=== Requirement ===
List every line in the rows below that contains the word "wall".

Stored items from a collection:

════

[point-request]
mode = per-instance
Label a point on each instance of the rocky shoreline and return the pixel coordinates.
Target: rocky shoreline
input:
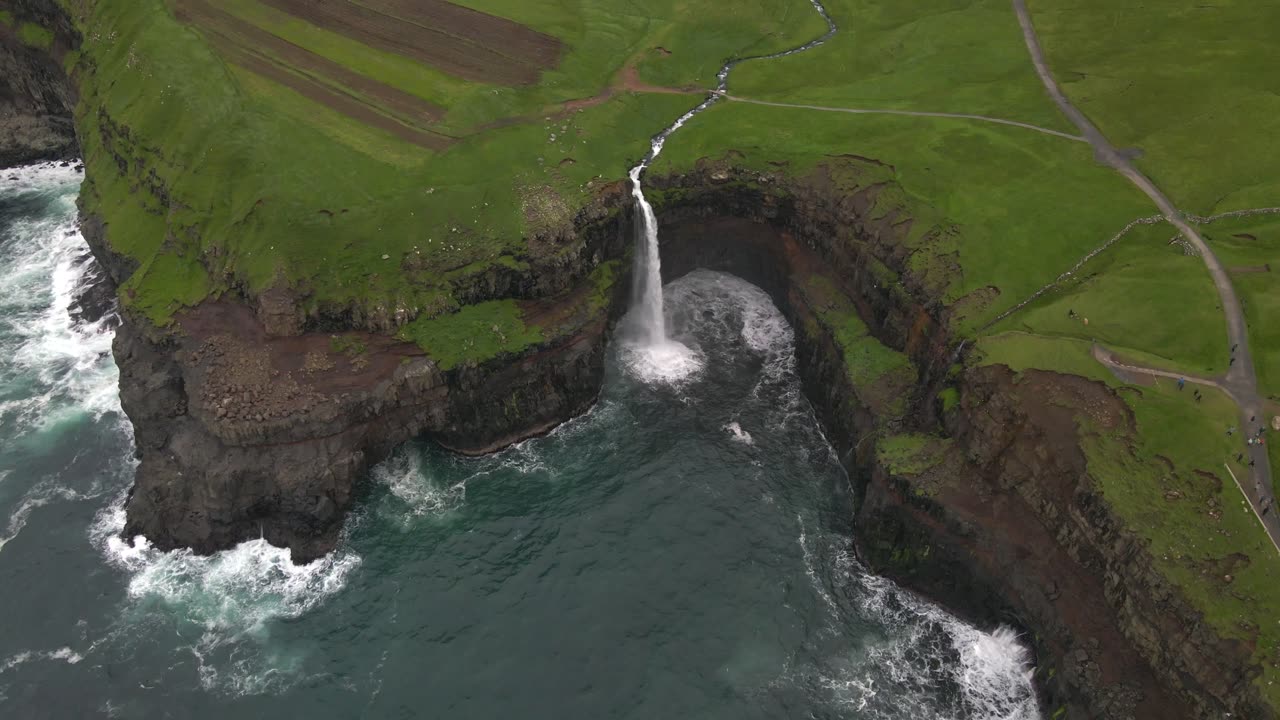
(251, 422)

════

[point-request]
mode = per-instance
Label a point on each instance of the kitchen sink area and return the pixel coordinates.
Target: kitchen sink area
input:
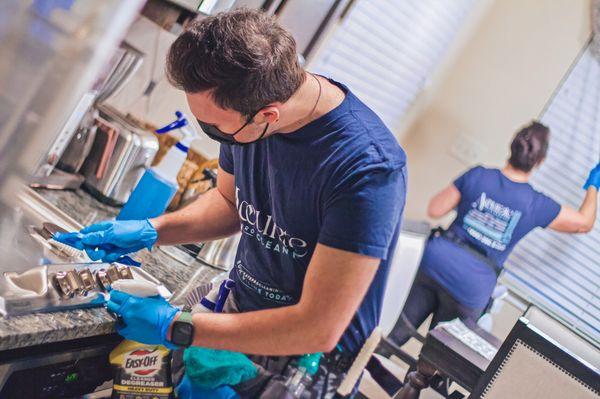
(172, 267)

════

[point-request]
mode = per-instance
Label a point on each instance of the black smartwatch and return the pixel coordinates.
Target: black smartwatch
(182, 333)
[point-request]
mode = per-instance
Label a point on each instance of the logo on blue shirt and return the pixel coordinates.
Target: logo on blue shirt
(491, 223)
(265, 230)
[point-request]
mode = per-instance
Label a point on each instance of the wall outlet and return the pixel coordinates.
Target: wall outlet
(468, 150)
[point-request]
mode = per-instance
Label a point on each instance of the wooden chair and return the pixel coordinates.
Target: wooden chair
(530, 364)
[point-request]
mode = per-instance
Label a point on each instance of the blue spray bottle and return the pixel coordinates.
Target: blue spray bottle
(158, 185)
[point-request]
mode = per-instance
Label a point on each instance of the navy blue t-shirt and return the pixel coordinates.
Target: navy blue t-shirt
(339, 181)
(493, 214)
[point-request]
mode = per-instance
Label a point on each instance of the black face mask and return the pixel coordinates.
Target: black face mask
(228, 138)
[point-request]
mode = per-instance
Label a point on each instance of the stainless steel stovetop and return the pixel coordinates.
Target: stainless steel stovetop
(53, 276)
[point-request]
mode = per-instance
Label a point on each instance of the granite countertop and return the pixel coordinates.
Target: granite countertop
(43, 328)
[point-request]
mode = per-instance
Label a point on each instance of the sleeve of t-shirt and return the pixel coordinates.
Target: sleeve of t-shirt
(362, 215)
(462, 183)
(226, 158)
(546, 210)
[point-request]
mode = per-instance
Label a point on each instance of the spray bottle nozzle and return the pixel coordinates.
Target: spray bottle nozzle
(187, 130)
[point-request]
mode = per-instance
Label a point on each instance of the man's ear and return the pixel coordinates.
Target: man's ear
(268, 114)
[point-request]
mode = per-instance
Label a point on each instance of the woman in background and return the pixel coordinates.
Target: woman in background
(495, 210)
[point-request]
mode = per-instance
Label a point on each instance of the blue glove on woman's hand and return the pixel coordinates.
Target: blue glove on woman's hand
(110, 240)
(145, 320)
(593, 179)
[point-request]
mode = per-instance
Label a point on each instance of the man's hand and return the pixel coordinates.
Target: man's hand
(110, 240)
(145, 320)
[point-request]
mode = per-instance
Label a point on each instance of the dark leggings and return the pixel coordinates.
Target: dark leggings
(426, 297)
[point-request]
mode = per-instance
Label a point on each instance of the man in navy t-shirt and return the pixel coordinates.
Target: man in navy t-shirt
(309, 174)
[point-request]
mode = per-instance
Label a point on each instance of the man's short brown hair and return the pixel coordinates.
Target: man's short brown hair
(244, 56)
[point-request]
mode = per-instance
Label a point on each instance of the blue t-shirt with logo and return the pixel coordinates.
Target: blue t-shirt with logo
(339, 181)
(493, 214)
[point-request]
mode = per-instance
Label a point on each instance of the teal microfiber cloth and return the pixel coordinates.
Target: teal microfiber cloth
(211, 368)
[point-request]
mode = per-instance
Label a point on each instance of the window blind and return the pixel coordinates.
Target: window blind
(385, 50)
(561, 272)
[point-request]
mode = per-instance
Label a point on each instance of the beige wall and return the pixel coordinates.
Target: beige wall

════

=== Written solution ===
Label a point on each instance of the wall outlet and return the pixel coordinates.
Target: wall outlet
Label a point on each instance of the beige wall and return the pixel coordinates.
Target: beige wall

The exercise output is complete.